** Begin **

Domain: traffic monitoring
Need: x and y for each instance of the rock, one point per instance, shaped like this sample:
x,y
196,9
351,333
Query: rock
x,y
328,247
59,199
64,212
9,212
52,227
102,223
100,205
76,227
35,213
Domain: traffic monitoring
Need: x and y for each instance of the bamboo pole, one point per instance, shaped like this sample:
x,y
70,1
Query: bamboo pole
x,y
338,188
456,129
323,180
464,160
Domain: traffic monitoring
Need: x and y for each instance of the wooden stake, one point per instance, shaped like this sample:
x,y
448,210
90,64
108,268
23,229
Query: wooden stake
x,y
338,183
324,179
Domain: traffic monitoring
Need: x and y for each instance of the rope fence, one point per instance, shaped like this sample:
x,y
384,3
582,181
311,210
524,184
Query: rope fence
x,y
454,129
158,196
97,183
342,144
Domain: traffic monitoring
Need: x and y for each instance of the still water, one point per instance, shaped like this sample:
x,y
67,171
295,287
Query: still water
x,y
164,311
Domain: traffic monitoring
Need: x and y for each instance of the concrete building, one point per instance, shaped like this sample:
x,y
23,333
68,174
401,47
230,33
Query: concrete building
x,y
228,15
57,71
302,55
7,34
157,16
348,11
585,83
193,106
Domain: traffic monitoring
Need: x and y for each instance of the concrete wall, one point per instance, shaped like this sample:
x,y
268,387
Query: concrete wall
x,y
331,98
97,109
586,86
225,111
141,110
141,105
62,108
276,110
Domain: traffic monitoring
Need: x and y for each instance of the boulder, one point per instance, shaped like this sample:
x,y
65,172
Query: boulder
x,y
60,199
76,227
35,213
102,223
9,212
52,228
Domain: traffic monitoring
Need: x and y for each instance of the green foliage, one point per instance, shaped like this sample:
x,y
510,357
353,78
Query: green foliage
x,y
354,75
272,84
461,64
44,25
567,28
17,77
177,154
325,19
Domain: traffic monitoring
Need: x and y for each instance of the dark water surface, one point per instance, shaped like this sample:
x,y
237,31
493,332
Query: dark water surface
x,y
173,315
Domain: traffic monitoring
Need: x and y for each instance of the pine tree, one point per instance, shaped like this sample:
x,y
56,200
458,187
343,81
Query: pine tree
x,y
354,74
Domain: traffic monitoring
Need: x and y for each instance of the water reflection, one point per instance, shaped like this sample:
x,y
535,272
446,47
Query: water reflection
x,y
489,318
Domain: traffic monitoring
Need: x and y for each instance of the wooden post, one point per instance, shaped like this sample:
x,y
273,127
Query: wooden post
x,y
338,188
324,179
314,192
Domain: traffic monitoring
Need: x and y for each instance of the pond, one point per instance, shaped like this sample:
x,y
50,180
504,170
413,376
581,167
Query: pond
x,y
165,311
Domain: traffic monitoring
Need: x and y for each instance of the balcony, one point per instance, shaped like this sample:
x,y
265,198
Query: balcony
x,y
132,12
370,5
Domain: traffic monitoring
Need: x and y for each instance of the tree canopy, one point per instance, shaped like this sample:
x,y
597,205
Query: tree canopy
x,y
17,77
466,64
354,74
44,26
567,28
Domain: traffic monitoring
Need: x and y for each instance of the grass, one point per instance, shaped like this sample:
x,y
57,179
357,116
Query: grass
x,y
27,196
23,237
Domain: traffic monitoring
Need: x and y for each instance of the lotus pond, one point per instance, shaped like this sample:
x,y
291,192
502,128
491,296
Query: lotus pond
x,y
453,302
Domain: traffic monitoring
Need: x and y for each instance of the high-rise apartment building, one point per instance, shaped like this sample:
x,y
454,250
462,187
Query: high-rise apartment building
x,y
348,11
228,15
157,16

** End **

THE EXERCISE:
Quote the listing in full, please, keeping every line exact.

RESULT OF THIS TASK:
Domain: traffic monitoring
Need: x and y for each instance of the rock, one point per instance, shaped like this sample:
x,y
196,9
351,333
Query: rock
x,y
328,247
59,199
64,212
9,212
52,227
102,223
100,205
76,227
35,213
Domain: traffic monitoring
Need: x and y for each instance of the bamboo pole, one point per instance, shaped like this sample:
x,y
70,1
Query: bamboo pole
x,y
338,188
456,129
323,180
464,160
Domain: traffic monitoring
Need: x and y for each instance of the wooden stake, one point per instance, shaped like this sample:
x,y
448,210
90,64
108,268
23,229
Query: wooden stake
x,y
338,183
324,179
Domain: traffic monitoring
Need: x and y for each instance of the rope fence, one point per instance, shaped like this sample:
x,y
384,3
582,181
311,210
524,184
Query: rope fence
x,y
454,129
158,196
97,183
342,144
Domain: traffic monitoring
Need: x and y for each instance of the still water, one point per instance, shaped like this sample:
x,y
67,171
295,287
Query: still water
x,y
164,311
Domain: traffic monitoring
Need: x and y for each instance of the concrete building, one point per instance, shaped like this sample:
x,y
23,333
68,174
401,47
230,33
Query: concrete building
x,y
228,15
57,71
302,55
7,34
157,16
348,11
585,83
193,106
Domain: traffic monitoring
Need: x and y for each instance of the concrete wall, one point per instance, shaped like this sample:
x,y
268,387
Query: concrete wall
x,y
331,98
97,109
586,86
225,111
141,110
141,105
62,108
276,110
Domain: traffic monitoring
Need: x and y for each instance of the boulder, one point per instance, shaped like this sample:
x,y
65,172
Query: boulder
x,y
60,199
76,227
35,213
102,223
9,212
52,228
Domain: traffic monitoring
Need: x and y for each instance of the green foliage, one point per instance, shaped like this sample:
x,y
510,357
353,78
Query: green foliage
x,y
354,75
272,84
461,64
44,25
567,28
17,77
177,154
325,19
Domain: traffic monitoring
Need: x and y for each instance of the dark water surface, one point per instance, shaped like this sample:
x,y
237,31
493,332
Query: dark water surface
x,y
173,315
Domain: traffic monitoring
Need: x and y for each instance of the pine tree, one point per instance, shaped like this sample:
x,y
56,200
458,187
343,81
Query: pine tree
x,y
354,74
Domain: traffic monitoring
Need: x and y for each instance of the water reflection, one point per instance, shaped like this sample:
x,y
535,272
446,47
Query: water reflection
x,y
489,318
Domain: traffic monitoring
Need: x and y for each instance of the wooden post, one point per instance, shaped like this sample:
x,y
273,127
Query: wooden post
x,y
338,188
324,179
314,192
Domain: traffic monitoring
Need: x and y for each instance of the pond, one point per instance, shaped like this sample:
x,y
50,180
504,170
413,376
581,167
Query: pond
x,y
165,311
Domain: traffic monitoring
Need: x and y for each instance of the balcony, one point per instance, shaped like this sample:
x,y
265,198
Query: balcony
x,y
132,12
370,5
Domain: traffic monitoring
Need: x and y for each instance of the tree canopy, one point per instance, shaped like this sample:
x,y
597,205
Query: tree canopy
x,y
17,77
466,64
354,74
44,26
567,28
Domain: traffic monitoring
Need: x and y for each instance of the grass, one point per instance, shaped like this sample:
x,y
57,179
357,116
Query: grass
x,y
27,196
23,237
Domain: traffic monitoring
Need: x and y for each instance of the lotus pond, one point per instance, shaped like this sample:
x,y
291,192
502,128
491,296
Query: lotus pond
x,y
453,302
Domain: traffic monitoring
Need: x and y for each instance of the high-rise apartment building, one point per instance, shaped like this sample:
x,y
454,250
462,187
Query: high-rise apartment building
x,y
348,11
228,15
157,16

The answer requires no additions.